Alter the lines from the one containing "Question. Locate the sandy" through the one containing "Target: green tree", inclusive, by swapping "Sample output" for "Reference output" and leaving everything else unchanged. Give back only those lines.
Begin Excerpted records
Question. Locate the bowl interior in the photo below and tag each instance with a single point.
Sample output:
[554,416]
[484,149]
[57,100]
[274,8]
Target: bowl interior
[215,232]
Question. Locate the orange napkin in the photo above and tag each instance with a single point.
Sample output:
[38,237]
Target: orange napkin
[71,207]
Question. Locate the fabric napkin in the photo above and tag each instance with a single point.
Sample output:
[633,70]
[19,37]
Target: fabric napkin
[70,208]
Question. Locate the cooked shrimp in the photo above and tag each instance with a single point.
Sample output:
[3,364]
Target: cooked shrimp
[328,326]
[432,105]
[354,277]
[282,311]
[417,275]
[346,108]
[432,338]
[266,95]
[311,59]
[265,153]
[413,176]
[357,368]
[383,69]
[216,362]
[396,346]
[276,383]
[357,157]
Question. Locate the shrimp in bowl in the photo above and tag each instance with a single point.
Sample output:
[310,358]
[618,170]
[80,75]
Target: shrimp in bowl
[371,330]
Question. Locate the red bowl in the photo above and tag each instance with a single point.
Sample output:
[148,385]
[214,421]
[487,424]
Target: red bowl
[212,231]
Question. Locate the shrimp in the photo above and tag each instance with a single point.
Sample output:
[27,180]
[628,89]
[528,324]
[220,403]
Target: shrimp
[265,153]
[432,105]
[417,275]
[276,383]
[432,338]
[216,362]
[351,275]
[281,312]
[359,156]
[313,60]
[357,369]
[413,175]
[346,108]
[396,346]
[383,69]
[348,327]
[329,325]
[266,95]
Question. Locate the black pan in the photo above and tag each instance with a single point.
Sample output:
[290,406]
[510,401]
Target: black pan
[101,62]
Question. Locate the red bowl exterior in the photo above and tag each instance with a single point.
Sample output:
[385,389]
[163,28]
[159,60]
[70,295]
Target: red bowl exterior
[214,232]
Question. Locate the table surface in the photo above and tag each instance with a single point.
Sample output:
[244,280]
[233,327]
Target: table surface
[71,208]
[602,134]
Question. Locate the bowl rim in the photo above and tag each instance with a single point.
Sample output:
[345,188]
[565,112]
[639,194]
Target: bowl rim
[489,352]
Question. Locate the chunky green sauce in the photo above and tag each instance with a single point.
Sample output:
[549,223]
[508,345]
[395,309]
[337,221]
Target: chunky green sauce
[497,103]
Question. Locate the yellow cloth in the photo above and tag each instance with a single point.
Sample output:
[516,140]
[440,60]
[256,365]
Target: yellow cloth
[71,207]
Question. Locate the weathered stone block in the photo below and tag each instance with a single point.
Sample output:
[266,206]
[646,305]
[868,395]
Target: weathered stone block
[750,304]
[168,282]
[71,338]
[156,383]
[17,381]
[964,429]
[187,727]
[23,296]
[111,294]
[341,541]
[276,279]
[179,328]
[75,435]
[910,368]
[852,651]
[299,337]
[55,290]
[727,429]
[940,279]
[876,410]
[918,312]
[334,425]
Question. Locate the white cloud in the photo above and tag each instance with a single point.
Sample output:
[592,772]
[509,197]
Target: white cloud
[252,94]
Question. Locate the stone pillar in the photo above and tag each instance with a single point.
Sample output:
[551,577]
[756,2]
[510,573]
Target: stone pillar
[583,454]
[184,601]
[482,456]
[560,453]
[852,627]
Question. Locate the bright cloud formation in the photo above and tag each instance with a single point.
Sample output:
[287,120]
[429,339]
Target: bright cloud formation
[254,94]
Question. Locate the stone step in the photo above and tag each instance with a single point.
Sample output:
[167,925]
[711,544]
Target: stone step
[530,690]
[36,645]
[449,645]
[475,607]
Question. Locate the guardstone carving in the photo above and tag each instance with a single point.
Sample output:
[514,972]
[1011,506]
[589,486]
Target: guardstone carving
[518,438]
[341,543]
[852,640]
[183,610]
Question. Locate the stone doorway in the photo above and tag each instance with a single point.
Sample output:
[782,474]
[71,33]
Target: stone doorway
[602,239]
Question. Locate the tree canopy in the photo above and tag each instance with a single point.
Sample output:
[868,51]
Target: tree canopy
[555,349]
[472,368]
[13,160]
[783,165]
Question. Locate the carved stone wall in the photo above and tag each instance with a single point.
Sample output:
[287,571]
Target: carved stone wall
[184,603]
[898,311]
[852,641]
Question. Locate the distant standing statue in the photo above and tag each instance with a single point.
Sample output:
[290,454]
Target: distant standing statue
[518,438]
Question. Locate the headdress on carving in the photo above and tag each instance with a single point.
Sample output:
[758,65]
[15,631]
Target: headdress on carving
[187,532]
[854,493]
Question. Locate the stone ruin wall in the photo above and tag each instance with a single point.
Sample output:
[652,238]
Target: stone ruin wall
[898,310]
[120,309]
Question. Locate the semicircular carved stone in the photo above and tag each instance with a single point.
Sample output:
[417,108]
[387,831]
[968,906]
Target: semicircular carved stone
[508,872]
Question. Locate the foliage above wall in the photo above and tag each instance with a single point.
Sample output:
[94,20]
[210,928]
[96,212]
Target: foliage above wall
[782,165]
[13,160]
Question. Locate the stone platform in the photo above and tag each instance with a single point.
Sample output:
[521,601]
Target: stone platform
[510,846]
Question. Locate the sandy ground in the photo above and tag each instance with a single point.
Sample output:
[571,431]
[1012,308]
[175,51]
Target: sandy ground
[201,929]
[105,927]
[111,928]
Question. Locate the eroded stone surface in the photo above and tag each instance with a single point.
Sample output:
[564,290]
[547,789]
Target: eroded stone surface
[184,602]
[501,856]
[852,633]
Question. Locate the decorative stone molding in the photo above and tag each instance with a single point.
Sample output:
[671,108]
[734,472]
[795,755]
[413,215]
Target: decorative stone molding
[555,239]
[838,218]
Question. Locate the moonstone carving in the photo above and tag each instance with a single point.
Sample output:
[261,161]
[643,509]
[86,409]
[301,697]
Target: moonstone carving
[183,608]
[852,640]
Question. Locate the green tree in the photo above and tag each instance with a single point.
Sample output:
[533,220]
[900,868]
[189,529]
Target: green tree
End Excerpted records
Begin Excerpted records
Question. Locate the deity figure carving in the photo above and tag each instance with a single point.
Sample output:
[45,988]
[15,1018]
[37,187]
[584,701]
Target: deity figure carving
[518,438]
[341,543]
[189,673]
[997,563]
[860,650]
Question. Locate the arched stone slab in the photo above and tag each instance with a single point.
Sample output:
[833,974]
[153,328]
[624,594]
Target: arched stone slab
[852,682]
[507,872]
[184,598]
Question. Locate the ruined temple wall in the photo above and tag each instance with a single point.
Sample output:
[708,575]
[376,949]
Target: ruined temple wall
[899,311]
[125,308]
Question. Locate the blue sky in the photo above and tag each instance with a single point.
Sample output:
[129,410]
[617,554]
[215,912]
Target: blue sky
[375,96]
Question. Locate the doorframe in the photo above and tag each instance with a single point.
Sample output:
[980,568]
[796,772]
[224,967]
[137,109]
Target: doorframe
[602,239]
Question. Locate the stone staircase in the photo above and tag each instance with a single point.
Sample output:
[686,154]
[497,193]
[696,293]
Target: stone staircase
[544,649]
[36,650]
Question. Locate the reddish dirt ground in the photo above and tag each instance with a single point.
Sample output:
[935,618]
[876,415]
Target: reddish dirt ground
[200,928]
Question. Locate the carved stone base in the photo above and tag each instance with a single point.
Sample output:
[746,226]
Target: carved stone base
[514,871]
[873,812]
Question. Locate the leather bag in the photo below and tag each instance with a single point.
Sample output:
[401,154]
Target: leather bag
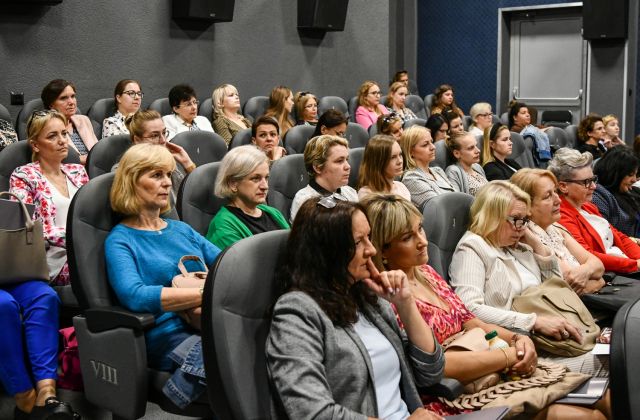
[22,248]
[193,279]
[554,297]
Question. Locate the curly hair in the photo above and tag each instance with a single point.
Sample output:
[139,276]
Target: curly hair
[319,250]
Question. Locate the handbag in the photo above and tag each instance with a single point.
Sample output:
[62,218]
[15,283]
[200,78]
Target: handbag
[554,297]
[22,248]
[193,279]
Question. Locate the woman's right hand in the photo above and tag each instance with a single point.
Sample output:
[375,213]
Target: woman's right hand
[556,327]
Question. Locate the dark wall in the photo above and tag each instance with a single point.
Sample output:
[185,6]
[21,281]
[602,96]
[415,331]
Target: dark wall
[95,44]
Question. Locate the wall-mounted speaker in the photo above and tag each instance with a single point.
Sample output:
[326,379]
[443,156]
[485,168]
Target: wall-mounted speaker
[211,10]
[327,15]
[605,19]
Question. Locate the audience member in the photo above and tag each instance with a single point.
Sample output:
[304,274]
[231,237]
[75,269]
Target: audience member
End Excerpted records
Begin Excerpted records
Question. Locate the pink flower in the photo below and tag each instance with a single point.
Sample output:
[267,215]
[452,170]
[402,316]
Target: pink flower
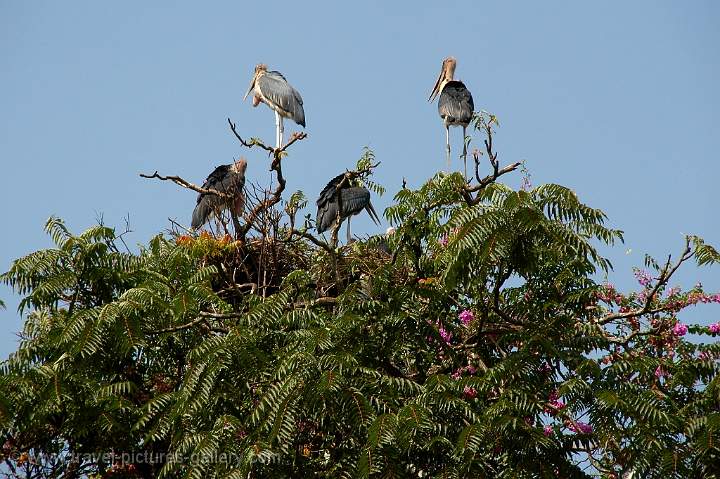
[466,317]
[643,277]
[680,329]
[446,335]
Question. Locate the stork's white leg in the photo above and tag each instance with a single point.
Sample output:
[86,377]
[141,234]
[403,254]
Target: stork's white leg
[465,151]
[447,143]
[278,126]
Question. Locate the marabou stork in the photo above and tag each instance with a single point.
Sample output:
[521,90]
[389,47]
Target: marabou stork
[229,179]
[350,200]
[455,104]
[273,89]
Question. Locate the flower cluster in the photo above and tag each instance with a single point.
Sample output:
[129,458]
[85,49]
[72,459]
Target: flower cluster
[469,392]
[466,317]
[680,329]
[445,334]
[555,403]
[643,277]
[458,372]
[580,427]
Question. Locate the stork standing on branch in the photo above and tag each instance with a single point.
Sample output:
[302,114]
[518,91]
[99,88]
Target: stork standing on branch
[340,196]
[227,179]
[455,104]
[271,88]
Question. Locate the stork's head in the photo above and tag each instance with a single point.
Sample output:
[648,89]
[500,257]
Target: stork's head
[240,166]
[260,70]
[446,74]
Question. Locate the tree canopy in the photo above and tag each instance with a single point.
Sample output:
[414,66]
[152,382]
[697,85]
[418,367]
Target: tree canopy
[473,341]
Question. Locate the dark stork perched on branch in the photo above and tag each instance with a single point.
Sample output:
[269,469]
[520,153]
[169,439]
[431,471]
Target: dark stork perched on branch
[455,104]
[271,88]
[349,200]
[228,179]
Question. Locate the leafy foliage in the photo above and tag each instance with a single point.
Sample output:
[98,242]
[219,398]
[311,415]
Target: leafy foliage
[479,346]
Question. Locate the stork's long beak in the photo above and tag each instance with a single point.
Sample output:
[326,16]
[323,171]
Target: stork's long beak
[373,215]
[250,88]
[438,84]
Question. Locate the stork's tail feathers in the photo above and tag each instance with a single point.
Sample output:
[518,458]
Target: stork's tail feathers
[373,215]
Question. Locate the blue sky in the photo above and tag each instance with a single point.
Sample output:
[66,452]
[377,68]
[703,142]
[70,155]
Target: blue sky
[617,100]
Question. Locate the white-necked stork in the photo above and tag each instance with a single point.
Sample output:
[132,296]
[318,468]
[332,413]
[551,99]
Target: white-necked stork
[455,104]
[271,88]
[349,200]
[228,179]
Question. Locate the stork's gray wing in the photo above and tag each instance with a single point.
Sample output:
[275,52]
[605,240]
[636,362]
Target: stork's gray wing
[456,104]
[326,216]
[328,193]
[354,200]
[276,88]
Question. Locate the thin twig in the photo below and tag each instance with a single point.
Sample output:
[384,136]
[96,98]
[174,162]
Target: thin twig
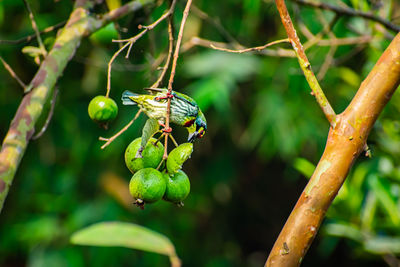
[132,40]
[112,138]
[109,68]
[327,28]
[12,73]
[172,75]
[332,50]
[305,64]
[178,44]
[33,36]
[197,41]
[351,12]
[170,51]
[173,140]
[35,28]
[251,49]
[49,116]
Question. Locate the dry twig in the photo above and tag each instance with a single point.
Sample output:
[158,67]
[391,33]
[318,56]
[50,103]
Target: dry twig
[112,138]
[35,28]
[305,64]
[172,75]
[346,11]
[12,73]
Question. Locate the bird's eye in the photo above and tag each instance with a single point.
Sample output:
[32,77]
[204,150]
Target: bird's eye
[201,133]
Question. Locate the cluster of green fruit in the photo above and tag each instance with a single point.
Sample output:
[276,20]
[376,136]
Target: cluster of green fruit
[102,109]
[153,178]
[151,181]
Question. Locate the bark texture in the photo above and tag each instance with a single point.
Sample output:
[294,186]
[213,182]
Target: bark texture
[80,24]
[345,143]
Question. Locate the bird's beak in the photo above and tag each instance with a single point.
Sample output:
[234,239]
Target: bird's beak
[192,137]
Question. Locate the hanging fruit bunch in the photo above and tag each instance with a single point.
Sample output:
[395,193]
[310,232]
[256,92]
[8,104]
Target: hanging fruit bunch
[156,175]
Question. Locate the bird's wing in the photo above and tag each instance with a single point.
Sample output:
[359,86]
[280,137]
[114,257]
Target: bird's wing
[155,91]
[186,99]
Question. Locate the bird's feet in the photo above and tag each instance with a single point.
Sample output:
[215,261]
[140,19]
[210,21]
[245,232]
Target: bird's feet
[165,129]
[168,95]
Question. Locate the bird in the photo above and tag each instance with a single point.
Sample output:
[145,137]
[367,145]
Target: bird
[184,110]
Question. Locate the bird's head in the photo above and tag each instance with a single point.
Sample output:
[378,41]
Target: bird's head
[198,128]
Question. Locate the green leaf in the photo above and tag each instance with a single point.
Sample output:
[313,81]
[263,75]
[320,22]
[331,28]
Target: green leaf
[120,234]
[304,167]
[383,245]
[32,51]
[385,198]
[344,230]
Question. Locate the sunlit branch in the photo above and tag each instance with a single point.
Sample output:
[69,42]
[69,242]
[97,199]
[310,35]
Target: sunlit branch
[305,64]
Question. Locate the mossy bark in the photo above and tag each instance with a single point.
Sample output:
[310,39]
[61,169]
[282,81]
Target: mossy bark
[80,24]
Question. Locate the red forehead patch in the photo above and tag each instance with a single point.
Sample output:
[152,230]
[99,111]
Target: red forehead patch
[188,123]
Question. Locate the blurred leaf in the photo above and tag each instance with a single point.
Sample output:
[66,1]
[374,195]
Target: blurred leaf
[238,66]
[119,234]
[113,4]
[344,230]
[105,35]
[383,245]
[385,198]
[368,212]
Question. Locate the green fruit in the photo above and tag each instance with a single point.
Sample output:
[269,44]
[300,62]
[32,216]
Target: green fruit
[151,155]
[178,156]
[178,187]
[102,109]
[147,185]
End Excerpted records
▶ Reply to the exercise
Question. Locate the sandy ground in the photo above and tag each instance with a single point.
Reference output:
[571,431]
[1012,308]
[175,51]
Target: sandy ground
[201,929]
[105,927]
[111,928]
Question. Locate the eroded stone surface in the photo above and tag each instance with a single point.
Reference output:
[564,290]
[547,789]
Target: eroded stone surface
[184,602]
[501,856]
[852,633]
Question. Locate the decorative stone molding in the photo above and tag each instance with a single point.
Reference output:
[671,108]
[734,472]
[795,755]
[413,215]
Target: decorative stone molding
[555,239]
[838,218]
Question. Locate the moonstone carving in the photo above and tag each instance with a single point.
Reference output:
[261,161]
[643,509]
[86,409]
[301,697]
Target: moonstone carving
[183,608]
[852,640]
Question. Locate the green tree in the photo above and tag each instance with a single point.
Reference output:
[533,220]
[900,868]
[189,529]
Target: green tree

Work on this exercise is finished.